= PROMPT =
Output the lines of the listing below, from the line with "Your assignment: locate every shallow" through the line with "(78, 232), (480, 307)", as a JSON list of strings with one string per line and blank lines left out.

= DATA SUPPLIED =
______________________________
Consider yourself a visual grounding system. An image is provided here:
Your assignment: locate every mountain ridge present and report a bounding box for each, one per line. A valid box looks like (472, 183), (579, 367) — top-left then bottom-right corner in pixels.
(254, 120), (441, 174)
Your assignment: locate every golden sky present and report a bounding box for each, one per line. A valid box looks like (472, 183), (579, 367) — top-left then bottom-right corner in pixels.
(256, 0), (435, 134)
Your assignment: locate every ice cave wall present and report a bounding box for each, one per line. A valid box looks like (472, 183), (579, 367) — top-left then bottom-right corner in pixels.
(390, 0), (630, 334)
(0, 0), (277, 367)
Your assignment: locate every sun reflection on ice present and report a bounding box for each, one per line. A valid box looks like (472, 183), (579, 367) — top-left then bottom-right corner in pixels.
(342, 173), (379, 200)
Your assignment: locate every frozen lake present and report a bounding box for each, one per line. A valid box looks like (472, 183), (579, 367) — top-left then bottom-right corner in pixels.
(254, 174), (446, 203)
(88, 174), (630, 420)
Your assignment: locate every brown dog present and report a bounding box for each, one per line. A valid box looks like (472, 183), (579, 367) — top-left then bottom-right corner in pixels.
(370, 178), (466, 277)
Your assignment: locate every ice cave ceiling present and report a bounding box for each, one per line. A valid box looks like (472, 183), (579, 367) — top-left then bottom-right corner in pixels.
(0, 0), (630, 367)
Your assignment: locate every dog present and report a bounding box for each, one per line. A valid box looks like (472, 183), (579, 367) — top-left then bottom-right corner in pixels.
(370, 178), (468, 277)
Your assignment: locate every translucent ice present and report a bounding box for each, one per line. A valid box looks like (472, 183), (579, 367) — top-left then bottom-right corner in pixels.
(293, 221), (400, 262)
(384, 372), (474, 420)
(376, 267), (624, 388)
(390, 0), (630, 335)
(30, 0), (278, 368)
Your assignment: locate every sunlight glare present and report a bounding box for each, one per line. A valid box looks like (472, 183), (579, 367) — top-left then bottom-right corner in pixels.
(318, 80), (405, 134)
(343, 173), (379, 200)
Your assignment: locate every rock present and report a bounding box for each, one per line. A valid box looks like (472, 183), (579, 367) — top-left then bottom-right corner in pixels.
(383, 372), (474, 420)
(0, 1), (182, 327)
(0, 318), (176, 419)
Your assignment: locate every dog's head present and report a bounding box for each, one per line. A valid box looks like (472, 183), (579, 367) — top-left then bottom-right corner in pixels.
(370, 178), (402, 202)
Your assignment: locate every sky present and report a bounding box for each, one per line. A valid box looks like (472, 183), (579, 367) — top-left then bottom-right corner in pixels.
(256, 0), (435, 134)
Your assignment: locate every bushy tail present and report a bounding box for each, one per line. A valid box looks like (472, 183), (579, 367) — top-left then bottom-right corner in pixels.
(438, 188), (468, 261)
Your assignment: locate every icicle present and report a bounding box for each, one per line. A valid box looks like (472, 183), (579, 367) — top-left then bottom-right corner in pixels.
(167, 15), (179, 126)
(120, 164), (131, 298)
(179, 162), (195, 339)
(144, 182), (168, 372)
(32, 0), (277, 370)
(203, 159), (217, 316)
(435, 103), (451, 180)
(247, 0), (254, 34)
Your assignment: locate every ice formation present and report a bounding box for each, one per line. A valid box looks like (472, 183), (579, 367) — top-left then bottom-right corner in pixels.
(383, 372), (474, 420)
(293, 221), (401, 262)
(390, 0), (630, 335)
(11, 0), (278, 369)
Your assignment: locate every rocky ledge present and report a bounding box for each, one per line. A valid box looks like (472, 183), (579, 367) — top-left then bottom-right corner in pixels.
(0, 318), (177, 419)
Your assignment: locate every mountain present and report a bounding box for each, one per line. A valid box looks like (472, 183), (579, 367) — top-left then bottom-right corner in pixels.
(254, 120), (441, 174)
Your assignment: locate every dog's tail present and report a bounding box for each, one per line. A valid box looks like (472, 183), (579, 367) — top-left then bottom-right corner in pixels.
______________________________
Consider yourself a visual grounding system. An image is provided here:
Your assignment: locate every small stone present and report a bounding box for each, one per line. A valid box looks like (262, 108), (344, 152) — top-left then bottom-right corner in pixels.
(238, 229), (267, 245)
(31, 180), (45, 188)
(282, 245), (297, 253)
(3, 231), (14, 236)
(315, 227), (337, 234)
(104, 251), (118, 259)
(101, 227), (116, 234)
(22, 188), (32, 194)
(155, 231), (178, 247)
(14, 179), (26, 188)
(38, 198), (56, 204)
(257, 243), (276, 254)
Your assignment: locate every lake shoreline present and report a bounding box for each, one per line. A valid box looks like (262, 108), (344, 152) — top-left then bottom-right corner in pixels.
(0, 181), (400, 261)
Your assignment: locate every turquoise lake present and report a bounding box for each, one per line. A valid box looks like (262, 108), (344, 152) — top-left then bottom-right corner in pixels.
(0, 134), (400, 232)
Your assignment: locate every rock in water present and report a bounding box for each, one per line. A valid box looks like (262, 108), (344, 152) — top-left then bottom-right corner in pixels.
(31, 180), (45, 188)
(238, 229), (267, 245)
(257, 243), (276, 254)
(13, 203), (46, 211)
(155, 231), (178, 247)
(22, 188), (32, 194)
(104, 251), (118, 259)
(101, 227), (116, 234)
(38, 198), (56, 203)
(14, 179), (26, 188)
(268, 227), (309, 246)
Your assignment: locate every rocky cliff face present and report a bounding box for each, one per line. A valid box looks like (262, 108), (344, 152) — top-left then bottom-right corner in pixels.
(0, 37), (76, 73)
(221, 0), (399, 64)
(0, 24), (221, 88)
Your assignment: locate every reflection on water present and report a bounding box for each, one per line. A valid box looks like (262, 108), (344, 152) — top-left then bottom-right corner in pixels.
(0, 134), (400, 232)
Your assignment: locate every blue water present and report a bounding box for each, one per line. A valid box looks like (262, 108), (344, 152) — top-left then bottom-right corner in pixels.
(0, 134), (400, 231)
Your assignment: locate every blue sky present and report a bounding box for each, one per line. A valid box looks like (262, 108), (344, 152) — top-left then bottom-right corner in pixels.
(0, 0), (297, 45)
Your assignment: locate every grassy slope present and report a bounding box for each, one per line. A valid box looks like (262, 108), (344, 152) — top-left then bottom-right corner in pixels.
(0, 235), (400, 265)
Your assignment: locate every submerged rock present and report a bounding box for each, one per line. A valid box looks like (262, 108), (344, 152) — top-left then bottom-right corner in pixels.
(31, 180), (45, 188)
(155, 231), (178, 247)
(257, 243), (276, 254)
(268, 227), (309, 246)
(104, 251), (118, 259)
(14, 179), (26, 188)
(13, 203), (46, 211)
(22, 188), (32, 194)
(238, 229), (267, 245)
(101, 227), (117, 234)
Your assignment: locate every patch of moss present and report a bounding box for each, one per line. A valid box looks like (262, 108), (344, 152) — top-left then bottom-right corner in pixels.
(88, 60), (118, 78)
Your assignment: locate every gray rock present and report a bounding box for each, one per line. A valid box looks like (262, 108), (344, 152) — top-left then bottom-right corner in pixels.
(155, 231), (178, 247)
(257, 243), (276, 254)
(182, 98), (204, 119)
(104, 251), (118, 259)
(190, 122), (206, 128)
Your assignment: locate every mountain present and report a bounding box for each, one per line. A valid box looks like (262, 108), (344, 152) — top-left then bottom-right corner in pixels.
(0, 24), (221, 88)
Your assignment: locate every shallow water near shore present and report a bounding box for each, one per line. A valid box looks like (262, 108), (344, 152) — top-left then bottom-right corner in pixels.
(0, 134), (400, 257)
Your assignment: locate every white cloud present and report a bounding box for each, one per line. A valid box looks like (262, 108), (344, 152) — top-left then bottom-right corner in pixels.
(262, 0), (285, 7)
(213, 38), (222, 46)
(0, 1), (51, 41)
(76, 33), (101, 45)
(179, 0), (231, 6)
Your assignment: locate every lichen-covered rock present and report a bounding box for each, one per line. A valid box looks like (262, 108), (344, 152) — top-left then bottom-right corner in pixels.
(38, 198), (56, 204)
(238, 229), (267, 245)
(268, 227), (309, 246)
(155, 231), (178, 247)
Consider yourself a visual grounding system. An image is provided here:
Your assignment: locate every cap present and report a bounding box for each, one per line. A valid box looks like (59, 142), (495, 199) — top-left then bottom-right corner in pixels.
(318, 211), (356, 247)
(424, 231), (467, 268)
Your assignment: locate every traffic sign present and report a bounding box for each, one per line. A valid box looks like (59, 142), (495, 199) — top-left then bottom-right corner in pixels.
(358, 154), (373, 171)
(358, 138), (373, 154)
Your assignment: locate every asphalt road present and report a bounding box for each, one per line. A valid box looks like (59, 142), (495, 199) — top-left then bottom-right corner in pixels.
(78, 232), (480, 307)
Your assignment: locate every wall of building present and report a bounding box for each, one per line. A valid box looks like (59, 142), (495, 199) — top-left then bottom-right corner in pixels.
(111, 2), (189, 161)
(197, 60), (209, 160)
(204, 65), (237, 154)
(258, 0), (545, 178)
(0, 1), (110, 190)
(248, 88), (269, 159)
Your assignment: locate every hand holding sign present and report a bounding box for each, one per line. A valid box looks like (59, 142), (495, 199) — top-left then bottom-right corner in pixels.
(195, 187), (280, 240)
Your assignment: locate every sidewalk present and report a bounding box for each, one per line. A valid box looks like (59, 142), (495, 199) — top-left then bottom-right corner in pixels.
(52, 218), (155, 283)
______________________________
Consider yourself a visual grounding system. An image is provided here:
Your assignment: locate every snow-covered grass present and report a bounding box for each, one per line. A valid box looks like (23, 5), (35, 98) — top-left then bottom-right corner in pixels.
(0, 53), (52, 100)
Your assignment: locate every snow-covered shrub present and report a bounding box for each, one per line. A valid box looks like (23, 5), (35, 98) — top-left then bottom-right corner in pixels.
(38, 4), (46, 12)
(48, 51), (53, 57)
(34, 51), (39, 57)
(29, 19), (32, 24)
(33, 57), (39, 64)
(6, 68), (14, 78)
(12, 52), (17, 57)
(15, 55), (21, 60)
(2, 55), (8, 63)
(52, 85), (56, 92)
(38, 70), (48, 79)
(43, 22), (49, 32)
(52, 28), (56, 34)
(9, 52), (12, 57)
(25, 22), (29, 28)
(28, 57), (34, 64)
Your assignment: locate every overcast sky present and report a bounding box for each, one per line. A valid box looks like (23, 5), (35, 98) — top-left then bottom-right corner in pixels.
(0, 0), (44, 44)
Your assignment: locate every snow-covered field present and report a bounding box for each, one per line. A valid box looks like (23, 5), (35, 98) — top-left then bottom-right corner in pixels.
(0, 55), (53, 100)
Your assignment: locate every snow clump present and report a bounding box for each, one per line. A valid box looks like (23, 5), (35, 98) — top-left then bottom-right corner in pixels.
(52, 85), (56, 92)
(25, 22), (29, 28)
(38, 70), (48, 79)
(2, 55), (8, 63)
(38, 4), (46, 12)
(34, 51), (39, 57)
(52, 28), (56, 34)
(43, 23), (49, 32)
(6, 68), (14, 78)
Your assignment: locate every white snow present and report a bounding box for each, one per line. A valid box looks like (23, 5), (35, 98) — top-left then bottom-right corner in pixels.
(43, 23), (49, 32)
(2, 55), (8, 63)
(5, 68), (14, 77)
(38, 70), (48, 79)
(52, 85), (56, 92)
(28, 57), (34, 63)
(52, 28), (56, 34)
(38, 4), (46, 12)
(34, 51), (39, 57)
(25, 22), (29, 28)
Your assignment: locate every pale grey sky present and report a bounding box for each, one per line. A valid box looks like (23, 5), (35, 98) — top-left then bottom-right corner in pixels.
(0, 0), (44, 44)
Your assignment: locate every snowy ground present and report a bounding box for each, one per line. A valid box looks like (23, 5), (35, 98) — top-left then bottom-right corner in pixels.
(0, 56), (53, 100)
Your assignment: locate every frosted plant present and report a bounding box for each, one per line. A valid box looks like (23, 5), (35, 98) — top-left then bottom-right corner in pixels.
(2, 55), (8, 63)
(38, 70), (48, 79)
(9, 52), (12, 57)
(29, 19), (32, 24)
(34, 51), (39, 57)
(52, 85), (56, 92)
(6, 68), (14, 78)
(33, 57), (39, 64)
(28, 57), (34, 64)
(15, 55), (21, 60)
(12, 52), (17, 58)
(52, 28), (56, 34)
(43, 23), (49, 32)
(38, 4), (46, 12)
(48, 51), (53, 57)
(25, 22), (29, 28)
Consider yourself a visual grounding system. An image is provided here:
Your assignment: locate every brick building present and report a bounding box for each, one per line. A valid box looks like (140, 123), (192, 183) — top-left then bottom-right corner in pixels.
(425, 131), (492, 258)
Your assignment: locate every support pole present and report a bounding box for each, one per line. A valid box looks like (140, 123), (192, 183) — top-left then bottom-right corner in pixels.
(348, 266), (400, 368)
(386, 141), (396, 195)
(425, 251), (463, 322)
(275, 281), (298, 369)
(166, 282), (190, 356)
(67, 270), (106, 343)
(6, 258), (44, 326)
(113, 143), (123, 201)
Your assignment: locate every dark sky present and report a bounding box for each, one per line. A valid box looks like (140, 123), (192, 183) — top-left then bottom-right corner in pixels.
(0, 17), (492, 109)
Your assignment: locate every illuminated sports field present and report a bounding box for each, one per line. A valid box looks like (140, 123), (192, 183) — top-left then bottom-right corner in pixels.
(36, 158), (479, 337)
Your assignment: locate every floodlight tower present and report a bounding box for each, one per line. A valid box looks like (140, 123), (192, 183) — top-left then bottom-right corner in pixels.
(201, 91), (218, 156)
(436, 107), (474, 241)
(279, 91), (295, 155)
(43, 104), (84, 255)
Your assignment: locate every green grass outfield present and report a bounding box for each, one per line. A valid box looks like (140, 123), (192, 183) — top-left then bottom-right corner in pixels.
______________________________
= RESPONSE BELOW =
[
  "Your assignment: locate every shallow water near shore present and report a bounding box for each, one per line. A valid box looks like (262, 108), (344, 152) — top-left then bottom-right corner in pixels.",
  "(0, 134), (400, 257)",
  "Your assignment: locate every white cloud present and report a bounding box for each, one per line. A valid box looks like (262, 108), (344, 152) — top-left then bottom-right corner in pixels.",
  "(262, 0), (285, 7)",
  "(213, 38), (222, 46)",
  "(0, 1), (51, 41)",
  "(76, 33), (101, 45)",
  "(179, 0), (231, 6)",
  "Your assignment: locate every lichen-covered rock present and report a bounding box for each, one per line. A valid box looks like (262, 108), (344, 152) — top-left then bottom-right corner in pixels.",
  "(38, 198), (56, 204)",
  "(238, 229), (267, 245)",
  "(268, 227), (309, 246)",
  "(155, 231), (178, 247)",
  "Consider yourself a visual grounding system. An image is provided here:",
  "Your assignment: locate every cap present and report a bounding box for each, one per line. A valid box looks like (59, 142), (495, 199) — top-left then bottom-right corner in pixels.",
  "(318, 211), (356, 247)",
  "(424, 231), (467, 268)",
  "Your assignment: locate every traffic sign present and report a bounding box for each, one per line. A valid box looks like (59, 142), (495, 199) — top-left then bottom-right corner in pixels.",
  "(358, 154), (373, 171)",
  "(358, 138), (373, 154)",
  "Your assignment: locate every asphalt road present and report a bounding box for each, one per line. A valid box looks like (59, 142), (495, 199) — top-left then bottom-right corner in pixels.",
  "(78, 232), (480, 307)"
]